GIVEN RECORDS →
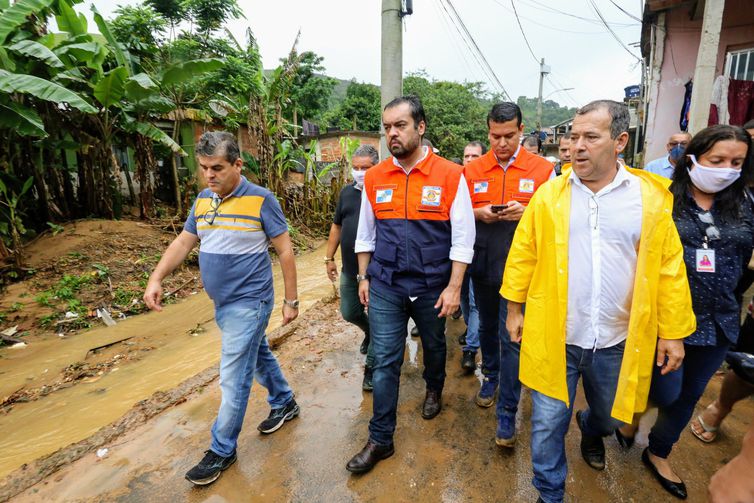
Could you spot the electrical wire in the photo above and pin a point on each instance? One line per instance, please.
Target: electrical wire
(449, 32)
(624, 11)
(617, 39)
(582, 18)
(485, 63)
(559, 85)
(536, 59)
(548, 27)
(480, 66)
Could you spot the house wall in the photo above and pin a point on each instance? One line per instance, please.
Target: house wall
(679, 61)
(328, 149)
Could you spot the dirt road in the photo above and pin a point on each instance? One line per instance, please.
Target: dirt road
(170, 347)
(450, 458)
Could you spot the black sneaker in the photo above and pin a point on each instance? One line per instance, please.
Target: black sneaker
(592, 448)
(209, 468)
(462, 338)
(468, 361)
(278, 417)
(366, 384)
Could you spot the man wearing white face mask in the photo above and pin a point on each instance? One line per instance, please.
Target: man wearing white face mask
(343, 233)
(664, 166)
(716, 228)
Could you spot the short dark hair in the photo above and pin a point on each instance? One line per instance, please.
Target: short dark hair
(415, 104)
(728, 200)
(531, 141)
(477, 144)
(619, 116)
(366, 150)
(213, 143)
(504, 112)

WHAT THIS TASK INVOLVES → Copy every line of the records above word for word, leaving out the pictures.

EXERCISE ANSWER →
Could you spot the electrical wire in the photo above and pin a point on each instance? One line per instance, please.
Target: electrical wire
(449, 32)
(624, 11)
(617, 39)
(582, 18)
(485, 63)
(559, 85)
(536, 59)
(548, 27)
(480, 66)
Could you spot the house wall in the photo above and pin a point on each instance? One line per instance, please.
Target: house wall
(679, 61)
(328, 149)
Could you spot the dirt road in the photo above and pin a point on each instance? One line per instance, please.
Target: dirt road
(170, 347)
(450, 458)
Could you spot the black sneaker in the photo above and pin a point on each instance? One line per instance, please.
Target: black sneaker
(592, 448)
(209, 468)
(462, 338)
(468, 361)
(278, 417)
(366, 384)
Could you spot the man wearing white face mask in the photo above and pin a point on each instance? One line per instance, please.
Target: man wearing white face mask
(343, 233)
(664, 166)
(716, 228)
Could you spot the short dark hair in the photo above and pin a point on each instance? One line per instance, please.
Target: short dark hair
(415, 104)
(728, 200)
(531, 141)
(477, 144)
(619, 116)
(366, 150)
(213, 143)
(504, 112)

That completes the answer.